[Begin]

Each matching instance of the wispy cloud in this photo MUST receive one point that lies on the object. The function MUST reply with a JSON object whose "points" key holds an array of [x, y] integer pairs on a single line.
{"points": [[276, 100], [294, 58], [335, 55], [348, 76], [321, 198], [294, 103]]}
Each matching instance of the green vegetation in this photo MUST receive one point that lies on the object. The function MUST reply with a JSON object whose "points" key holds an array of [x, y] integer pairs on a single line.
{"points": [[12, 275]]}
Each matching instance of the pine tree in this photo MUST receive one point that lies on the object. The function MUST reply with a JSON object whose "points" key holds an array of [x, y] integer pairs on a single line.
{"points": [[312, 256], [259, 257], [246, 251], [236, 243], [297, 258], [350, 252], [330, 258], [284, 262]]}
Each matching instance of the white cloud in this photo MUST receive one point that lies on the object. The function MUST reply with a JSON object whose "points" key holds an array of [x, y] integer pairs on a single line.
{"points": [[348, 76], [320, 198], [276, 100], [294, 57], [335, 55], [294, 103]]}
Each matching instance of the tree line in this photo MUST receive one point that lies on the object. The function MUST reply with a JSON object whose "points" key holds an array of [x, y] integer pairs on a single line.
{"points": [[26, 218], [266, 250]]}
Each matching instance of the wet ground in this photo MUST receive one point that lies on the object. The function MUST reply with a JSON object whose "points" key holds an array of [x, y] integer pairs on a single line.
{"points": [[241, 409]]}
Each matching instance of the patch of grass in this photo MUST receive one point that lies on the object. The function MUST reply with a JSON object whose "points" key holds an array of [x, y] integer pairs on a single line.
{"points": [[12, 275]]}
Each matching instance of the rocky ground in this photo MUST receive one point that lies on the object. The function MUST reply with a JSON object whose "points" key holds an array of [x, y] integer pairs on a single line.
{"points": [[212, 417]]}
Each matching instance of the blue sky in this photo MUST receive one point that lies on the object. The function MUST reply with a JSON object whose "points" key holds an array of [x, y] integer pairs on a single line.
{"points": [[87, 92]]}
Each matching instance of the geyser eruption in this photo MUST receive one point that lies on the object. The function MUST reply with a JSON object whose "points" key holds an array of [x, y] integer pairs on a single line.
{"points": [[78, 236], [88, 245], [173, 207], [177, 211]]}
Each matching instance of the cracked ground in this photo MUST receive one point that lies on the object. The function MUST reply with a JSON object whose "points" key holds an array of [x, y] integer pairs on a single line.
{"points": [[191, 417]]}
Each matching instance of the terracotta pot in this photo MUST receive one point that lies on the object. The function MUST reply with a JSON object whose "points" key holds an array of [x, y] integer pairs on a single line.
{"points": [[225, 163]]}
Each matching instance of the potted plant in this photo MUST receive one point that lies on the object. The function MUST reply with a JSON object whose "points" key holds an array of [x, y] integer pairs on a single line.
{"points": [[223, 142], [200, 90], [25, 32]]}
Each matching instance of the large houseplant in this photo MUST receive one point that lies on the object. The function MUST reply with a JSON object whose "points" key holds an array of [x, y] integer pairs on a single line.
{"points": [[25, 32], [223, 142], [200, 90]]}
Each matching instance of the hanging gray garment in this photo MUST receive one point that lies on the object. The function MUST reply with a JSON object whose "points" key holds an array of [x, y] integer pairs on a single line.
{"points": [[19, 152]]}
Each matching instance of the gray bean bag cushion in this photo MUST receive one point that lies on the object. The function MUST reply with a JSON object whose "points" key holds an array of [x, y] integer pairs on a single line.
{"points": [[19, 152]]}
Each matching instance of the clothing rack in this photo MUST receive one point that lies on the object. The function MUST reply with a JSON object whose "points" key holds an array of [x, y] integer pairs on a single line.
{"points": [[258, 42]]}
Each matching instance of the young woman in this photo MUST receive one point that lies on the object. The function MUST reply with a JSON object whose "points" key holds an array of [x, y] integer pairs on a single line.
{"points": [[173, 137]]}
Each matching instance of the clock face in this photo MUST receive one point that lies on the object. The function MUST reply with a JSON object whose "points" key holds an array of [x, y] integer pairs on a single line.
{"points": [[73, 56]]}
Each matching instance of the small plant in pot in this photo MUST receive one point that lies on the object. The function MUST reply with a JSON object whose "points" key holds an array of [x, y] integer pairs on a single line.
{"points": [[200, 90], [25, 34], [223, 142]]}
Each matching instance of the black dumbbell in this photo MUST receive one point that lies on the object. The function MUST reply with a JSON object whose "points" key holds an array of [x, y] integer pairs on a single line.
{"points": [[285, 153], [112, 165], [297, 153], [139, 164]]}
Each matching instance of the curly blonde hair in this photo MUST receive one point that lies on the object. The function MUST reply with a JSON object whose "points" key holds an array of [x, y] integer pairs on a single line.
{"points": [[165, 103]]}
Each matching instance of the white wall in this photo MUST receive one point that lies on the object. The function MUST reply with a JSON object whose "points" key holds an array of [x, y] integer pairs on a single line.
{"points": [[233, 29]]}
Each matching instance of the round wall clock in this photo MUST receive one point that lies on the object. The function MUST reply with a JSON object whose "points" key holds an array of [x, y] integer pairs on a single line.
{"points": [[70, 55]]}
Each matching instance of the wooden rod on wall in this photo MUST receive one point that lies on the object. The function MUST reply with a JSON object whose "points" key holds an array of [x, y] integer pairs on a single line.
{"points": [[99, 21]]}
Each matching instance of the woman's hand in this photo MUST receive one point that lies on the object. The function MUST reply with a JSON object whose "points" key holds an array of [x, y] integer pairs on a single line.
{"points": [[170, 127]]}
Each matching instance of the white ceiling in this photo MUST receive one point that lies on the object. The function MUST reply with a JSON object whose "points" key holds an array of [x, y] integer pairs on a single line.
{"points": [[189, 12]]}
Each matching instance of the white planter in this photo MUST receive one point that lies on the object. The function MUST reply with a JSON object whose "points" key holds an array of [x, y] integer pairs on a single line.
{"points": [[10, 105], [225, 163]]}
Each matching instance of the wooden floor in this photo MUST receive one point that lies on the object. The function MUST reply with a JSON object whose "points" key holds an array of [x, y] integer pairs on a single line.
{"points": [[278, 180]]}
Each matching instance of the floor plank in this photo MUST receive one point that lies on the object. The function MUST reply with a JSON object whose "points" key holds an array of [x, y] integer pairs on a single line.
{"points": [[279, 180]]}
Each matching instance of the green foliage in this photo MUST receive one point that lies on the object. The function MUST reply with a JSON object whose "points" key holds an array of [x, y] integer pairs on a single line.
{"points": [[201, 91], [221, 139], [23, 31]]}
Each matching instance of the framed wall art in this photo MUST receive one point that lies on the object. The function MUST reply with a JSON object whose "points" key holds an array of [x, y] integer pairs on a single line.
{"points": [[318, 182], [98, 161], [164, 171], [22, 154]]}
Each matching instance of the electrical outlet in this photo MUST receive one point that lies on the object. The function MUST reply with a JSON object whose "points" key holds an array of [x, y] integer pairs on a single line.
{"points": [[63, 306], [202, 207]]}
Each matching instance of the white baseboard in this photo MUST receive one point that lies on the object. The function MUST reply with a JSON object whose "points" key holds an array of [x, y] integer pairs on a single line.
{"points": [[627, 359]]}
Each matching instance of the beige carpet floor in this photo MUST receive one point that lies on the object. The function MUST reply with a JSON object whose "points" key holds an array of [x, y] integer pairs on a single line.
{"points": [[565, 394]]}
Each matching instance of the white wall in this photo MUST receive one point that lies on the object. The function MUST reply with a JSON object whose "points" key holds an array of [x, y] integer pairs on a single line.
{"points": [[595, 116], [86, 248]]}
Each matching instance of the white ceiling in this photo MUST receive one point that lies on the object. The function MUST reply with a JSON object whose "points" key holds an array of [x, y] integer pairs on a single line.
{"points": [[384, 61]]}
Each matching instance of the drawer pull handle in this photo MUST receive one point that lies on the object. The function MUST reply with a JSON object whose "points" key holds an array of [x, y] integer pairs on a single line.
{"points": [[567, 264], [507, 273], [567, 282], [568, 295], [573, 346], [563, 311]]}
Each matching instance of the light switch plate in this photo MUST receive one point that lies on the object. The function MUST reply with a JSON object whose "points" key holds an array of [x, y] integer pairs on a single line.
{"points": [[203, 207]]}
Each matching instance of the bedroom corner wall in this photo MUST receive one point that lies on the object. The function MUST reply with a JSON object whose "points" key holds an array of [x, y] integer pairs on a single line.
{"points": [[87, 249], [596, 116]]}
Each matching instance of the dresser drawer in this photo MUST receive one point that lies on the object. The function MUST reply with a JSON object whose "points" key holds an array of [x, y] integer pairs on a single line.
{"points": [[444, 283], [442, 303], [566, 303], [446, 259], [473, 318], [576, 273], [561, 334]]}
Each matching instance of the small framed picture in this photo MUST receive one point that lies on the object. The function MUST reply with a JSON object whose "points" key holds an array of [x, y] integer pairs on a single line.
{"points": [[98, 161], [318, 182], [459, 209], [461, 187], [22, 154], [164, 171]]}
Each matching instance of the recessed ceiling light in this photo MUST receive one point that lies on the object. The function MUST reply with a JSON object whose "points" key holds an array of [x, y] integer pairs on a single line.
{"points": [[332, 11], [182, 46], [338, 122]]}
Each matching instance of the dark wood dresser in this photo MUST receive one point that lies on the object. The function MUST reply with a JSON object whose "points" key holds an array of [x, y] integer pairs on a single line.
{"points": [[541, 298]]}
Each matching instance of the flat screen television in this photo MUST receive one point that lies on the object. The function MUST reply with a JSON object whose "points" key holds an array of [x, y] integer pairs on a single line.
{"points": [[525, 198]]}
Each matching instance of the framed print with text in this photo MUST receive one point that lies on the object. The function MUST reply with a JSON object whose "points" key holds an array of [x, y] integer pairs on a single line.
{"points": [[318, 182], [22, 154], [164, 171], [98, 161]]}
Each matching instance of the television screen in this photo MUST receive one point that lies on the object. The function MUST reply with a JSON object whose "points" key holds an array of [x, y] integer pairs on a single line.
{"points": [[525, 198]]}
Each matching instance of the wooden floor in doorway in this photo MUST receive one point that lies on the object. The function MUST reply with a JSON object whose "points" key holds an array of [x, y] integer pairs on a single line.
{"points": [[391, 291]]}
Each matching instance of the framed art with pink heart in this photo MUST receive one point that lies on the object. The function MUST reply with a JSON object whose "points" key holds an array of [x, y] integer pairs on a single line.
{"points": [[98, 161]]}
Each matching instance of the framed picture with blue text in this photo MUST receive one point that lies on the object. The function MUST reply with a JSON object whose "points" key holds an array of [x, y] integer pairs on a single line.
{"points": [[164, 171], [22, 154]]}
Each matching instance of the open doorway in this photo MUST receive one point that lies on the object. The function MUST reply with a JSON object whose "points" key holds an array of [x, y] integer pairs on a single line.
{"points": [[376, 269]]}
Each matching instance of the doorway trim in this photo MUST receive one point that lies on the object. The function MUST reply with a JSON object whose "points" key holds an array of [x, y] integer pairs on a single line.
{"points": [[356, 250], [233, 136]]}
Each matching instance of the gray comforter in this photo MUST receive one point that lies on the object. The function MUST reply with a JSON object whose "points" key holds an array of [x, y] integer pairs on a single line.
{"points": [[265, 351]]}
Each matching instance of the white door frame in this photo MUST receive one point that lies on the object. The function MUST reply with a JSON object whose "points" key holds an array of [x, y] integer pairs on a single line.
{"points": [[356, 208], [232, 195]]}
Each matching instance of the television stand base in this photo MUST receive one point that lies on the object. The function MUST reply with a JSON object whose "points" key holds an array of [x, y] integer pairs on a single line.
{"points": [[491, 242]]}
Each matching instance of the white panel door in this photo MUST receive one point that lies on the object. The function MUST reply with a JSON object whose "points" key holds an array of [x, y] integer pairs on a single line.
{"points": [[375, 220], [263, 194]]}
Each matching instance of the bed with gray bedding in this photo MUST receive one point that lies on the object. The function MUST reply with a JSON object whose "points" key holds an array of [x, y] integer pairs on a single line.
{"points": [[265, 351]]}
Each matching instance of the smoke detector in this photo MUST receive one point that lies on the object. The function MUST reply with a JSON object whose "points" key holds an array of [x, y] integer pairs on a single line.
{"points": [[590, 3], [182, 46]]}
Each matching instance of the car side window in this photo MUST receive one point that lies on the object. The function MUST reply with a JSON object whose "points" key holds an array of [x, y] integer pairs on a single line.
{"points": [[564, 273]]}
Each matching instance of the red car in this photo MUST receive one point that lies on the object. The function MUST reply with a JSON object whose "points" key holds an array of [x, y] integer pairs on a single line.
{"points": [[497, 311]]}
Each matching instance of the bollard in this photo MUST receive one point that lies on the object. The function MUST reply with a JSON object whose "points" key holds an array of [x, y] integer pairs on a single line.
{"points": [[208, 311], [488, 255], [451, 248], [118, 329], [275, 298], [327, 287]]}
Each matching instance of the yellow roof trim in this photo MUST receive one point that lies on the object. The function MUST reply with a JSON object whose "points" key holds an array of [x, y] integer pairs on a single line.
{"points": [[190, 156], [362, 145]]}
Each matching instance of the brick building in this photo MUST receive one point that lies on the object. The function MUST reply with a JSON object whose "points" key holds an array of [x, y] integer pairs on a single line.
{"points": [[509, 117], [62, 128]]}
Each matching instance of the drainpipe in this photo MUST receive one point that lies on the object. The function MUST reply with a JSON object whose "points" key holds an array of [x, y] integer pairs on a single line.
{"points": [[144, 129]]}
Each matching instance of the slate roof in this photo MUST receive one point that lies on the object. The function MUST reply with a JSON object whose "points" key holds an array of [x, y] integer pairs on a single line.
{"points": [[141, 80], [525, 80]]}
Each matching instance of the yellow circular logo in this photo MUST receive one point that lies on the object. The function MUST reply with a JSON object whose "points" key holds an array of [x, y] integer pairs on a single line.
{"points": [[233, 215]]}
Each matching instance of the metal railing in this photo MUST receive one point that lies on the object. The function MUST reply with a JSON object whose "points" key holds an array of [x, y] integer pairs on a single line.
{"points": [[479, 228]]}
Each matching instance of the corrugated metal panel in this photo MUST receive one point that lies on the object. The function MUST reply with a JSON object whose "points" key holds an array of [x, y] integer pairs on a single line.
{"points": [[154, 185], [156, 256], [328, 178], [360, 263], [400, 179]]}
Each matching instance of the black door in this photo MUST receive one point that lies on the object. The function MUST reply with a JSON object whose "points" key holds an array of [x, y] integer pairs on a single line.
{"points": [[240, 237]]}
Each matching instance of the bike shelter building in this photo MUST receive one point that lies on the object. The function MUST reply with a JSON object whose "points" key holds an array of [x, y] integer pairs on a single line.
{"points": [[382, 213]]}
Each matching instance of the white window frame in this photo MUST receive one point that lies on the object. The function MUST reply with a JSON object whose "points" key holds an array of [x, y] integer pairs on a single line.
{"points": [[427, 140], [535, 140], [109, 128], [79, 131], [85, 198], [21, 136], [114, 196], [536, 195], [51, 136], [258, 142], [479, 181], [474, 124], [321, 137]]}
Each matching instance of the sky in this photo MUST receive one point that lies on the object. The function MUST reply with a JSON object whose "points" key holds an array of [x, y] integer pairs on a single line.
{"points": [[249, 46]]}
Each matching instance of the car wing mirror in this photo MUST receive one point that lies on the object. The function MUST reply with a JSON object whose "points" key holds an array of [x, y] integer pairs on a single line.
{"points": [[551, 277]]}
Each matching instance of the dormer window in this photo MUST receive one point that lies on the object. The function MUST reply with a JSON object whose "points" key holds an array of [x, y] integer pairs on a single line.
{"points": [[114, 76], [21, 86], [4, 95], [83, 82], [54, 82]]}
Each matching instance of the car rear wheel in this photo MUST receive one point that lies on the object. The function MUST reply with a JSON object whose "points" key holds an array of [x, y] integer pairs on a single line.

[End]

### What is being asked
Transcribe word for word the lines of the entries from the line containing "Each matching instance of the dormer" through the last line of the entries, including both.

### Exercise output
Each matching instance of the dormer window in this photo MUST receive one point that lies on the object. The function MUST reply with a JSON object whose "points" key holds an array of [x, y] integer pairs on a single line.
{"points": [[114, 76], [21, 86], [4, 95], [83, 82], [54, 82]]}
Each matching instance of the car rear wheel in this photo MUST receive one point that lies on the object. The function MUST reply with a JSON object whose "points" key holds an array of [x, y] integer pairs on a single line.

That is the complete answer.